> [DOCUMENT]:
= = = =

On Mon, Feb 24, 2014 at 2:42 PM, Mike Miller <mbmiller+l at gmail.com> wrote:

> On Mon, 24 Feb 2014, Michael Moore wrote:
>
>  This reminds me to ask about something I've been thinking of doing with
>>>> photos on web pages and Apache cgi-bin.  I have photos on web pages with
>>>> this kind of layout:
>>>>
>>>>
>>> http://genetsim.org/Seoul/20100605_Seoul/
>>>
>>> I wrote scripts that compile pages from a few basic elements -- a
>>> collection of image files in a directory, one file with captions, another
>>> file with intro info, another with title.
>>>
>>> What I'd like to do is add a link that allows the user to click on it
>>> and download the whole works in a .zip file.  I think the zip file can be
>>> written on the fly instead of storing a bunch of .zip files on the web
>>> server, doubling the space used by photos.
>>>
>>> Have any of you done something like this using cgi-bin?  It seems doable
>>> but it has been awhile since I've done anything like this.

= = = =

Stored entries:
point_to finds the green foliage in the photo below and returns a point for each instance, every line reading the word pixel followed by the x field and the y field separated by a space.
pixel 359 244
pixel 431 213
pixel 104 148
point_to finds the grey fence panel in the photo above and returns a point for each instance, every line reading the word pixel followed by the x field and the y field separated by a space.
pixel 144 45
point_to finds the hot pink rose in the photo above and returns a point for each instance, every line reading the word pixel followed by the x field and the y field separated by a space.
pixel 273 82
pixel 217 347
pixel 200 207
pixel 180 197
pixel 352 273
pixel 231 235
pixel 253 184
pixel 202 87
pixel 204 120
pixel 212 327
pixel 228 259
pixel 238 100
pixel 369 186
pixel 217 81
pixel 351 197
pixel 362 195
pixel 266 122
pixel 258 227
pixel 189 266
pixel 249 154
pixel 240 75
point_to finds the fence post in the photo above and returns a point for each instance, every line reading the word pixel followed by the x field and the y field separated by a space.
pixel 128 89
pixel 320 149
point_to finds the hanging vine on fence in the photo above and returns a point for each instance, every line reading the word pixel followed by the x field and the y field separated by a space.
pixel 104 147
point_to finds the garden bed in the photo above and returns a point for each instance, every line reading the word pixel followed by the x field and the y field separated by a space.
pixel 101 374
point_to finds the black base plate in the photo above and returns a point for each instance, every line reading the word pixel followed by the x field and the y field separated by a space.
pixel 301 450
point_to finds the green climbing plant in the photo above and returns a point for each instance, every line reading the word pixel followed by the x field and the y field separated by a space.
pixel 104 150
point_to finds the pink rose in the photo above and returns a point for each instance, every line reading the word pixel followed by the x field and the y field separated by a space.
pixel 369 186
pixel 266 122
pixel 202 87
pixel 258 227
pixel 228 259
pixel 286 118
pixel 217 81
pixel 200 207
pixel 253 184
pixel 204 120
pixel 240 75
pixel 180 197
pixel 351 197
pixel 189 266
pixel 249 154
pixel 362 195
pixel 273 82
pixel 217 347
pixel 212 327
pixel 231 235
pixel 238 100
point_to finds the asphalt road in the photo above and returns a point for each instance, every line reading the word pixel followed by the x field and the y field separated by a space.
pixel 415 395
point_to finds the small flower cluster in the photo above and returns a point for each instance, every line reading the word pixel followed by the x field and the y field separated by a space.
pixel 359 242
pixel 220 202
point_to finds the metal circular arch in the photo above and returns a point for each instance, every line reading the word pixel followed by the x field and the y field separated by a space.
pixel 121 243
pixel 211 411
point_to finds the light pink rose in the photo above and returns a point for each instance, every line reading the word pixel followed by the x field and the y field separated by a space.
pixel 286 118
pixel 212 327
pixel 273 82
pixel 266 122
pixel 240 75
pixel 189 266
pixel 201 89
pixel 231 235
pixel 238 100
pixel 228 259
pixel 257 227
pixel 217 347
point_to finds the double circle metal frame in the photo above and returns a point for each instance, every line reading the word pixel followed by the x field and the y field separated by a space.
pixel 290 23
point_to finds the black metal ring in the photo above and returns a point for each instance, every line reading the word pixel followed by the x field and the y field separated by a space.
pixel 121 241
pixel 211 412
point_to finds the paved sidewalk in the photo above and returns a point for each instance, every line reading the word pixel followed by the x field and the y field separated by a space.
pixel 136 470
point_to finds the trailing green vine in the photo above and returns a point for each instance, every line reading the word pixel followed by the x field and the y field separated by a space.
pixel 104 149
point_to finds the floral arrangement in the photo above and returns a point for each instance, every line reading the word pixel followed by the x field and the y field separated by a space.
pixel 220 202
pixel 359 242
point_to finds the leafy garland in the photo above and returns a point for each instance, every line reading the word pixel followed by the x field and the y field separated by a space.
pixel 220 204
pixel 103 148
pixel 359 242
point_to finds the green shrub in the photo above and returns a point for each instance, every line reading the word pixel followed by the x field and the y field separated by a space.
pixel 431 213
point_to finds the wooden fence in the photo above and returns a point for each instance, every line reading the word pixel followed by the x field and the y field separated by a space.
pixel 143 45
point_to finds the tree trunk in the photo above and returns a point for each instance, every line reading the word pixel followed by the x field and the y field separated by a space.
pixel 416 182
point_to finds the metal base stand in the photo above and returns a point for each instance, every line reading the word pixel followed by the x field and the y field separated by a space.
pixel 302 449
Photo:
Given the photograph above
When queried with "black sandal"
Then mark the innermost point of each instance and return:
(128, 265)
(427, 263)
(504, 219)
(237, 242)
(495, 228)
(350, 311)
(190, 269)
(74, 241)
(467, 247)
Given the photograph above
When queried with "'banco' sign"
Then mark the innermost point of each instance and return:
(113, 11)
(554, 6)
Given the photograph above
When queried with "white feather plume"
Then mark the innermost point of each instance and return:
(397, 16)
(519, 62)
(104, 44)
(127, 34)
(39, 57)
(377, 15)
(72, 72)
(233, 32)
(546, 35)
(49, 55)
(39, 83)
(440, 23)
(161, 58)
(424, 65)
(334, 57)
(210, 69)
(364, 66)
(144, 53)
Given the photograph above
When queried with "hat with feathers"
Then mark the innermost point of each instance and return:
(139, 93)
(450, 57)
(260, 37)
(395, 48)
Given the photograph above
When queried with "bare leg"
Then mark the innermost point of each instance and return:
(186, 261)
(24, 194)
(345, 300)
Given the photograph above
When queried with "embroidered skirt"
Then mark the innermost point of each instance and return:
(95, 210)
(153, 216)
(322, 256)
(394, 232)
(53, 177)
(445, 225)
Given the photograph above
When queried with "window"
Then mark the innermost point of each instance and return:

= = = =

> [PROBLEMS TO WORK ON]:
a - Answer these questions about the mailing-list message:
(i) Which server setup does the writer want to use for the photo pages?
(ii) From which basic elements do the writer's scripts compile the pages?
(iii) Why does the writer prefer writing the zip file on the fly?
b - Substitute "locate_points" for "point_to" throughout the records, from their beginning through the line containing "pixel 104 150", and return those lines with everything else unchanged.

> [IN RESPONSE]:
a -
(i) Apache cgi-bin.
(ii) A collection of image files in a directory, one file with captions, another file with intro info, and another with the title.
(iii) Storing a bunch of .zip files on the web server would double the space used by photos.

b -
locate_points finds the green foliage in the photo below and returns a point for each instance, every line reading the word pixel followed by the x field and the y field separated by a space.
pixel 359 244
pixel 431 213
pixel 104 148
locate_points finds the grey fence panel in the photo above and returns a point for each instance, every line reading the word pixel followed by the x field and the y field separated by a space.
pixel 144 45
locate_points finds the hot pink rose in the photo above and returns a point for each instance, every line reading the word pixel followed by the x field and the y field separated by a space.
pixel 273 82
pixel 217 347
pixel 200 207
pixel 180 197
pixel 352 273
pixel 231 235
pixel 253 184
pixel 202 87
pixel 204 120
pixel 212 327
pixel 228 259
pixel 238 100
pixel 369 186
pixel 217 81
pixel 351 197
pixel 362 195
pixel 266 122
pixel 258 227
pixel 189 266
pixel 249 154
pixel 240 75
locate_points finds the fence post in the photo above and returns a point for each instance, every line reading the word pixel followed by the x field and the y field separated by a space.
pixel 128 89
pixel 320 149
locate_points finds the hanging vine on fence in the photo above and returns a point for each instance, every line reading the word pixel followed by the x field and the y field separated by a space.
pixel 104 147
locate_points finds the garden bed in the photo above and returns a point for each instance, every line reading the word pixel followed by the x field and the y field separated by a space.
pixel 101 374
locate_points finds the black base plate in the photo above and returns a point for each instance, every line reading the word pixel followed by the x field and the y field separated by a space.
pixel 301 450
locate_points finds the green climbing plant in the photo above and returns a point for each instance, every line reading the word pixel followed by the x field and the y field separated by a space.
pixel 104 150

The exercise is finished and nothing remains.